#### [Work to complete]
All of the records should be given again verbatim.

==============================

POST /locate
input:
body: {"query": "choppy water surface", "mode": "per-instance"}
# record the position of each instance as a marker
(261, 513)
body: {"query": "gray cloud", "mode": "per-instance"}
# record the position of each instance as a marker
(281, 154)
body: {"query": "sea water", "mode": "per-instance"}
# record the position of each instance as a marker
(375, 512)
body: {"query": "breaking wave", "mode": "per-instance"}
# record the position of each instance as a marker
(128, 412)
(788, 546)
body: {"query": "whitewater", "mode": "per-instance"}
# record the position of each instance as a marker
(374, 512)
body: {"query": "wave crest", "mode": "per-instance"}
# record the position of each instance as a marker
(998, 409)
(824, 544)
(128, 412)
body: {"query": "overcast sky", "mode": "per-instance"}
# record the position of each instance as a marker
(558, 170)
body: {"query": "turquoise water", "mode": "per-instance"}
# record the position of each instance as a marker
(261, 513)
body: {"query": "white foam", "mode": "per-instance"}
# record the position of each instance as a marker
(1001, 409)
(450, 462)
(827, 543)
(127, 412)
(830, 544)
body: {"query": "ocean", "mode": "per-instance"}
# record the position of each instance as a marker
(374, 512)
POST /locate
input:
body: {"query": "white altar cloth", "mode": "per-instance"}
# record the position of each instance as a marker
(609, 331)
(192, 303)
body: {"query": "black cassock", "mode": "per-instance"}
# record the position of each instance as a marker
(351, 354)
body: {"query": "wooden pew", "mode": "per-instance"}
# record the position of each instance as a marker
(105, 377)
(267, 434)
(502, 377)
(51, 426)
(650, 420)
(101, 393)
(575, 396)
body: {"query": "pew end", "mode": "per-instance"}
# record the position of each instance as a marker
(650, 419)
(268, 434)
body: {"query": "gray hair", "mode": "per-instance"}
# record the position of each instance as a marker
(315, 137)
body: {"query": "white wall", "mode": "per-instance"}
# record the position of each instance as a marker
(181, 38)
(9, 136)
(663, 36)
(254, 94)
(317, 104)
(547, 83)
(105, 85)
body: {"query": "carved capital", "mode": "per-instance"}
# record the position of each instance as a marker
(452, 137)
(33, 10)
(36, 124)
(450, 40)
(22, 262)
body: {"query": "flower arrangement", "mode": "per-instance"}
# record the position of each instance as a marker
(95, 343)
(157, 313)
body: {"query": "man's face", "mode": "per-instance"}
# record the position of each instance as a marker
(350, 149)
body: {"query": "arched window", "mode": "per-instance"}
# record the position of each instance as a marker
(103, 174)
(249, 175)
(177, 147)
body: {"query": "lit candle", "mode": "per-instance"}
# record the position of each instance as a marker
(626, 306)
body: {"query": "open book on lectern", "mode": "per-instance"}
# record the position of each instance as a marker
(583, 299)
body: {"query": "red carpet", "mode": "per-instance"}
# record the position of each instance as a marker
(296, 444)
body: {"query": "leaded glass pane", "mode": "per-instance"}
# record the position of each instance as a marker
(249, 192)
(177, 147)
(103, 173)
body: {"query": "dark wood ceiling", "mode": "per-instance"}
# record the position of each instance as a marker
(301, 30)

==============================

#### [Solution to this problem]
POST /locate
input:
body: {"query": "choppy water surface", "mode": "per-instance"}
# record the position of each instance as a marker
(261, 513)
body: {"query": "gray cloud", "mode": "per-instance"}
# record the position of each instance as a marker
(281, 154)
body: {"query": "sea water", "mode": "per-instance"}
# record the position of each instance as a marker
(375, 512)
body: {"query": "breaking wave", "mode": "per-instance"}
# record the position of each instance as a marker
(128, 412)
(788, 546)
body: {"query": "whitewater", "mode": "per-instance"}
# record the position of each instance as a marker
(374, 512)
body: {"query": "wave crest", "mode": "per-instance"}
# record the position of each instance as a marker
(998, 409)
(824, 544)
(128, 412)
body: {"query": "overcast sky", "mode": "per-instance"}
# record the position of each instance as a marker
(558, 170)
body: {"query": "turquoise water", "mode": "per-instance"}
# record the position of each instance as a marker
(261, 513)
body: {"query": "white foam", "mode": "per-instance"}
# record the position of each instance as a marker
(1001, 409)
(450, 462)
(827, 543)
(127, 412)
(830, 544)
body: {"query": "ocean", "mode": "per-instance"}
# record the position of each instance as a marker
(374, 512)
POST /locate
input:
body: {"query": "white altar cloth", "mode": "per-instance"}
# record the position of each instance as a marker
(609, 331)
(192, 303)
body: {"query": "black cassock", "mode": "per-instance"}
# record the position of each instance as a marker
(351, 354)
body: {"query": "wooden pew", "mode": "per-instance"}
# record the position of each instance as a marker
(105, 377)
(267, 434)
(502, 377)
(51, 426)
(650, 420)
(101, 393)
(575, 396)
body: {"query": "pew end", "mode": "per-instance"}
# record the position of each instance as a marker
(650, 419)
(268, 434)
body: {"query": "gray hair", "mode": "per-instance"}
# record the position of each instance as a marker
(315, 137)
body: {"query": "white wall", "mode": "per-instance"}
# record the position of each instance as a marker
(181, 38)
(9, 136)
(663, 36)
(254, 94)
(317, 104)
(547, 83)
(105, 85)
body: {"query": "carved capital", "mode": "per-instance"}
# record the position of each instance as a marker
(452, 137)
(33, 10)
(36, 124)
(450, 40)
(22, 262)
body: {"query": "flower arrangement", "mode": "per-instance"}
# record the position of each instance as a marker
(95, 343)
(157, 313)
body: {"query": "man's face", "mode": "per-instance"}
# record the position of each instance as a marker
(350, 149)
body: {"query": "arched window", "mode": "per-instance"}
# record the position of each instance as a marker
(103, 174)
(249, 175)
(177, 147)
body: {"query": "lit candle", "mode": "per-instance"}
# record the position of each instance as a marker
(626, 306)
body: {"query": "open book on lectern", "mode": "per-instance"}
# record the position of each instance as a marker
(583, 299)
body: {"query": "red carpet", "mode": "per-instance"}
# record the position of each instance as a marker
(296, 444)
body: {"query": "leaded glass pane", "mode": "per-instance"}
# record the position of each instance as a marker
(249, 192)
(177, 147)
(103, 173)
body: {"query": "dark wood ceiling", "mode": "per-instance"}
# record the position of each instance as a marker
(301, 30)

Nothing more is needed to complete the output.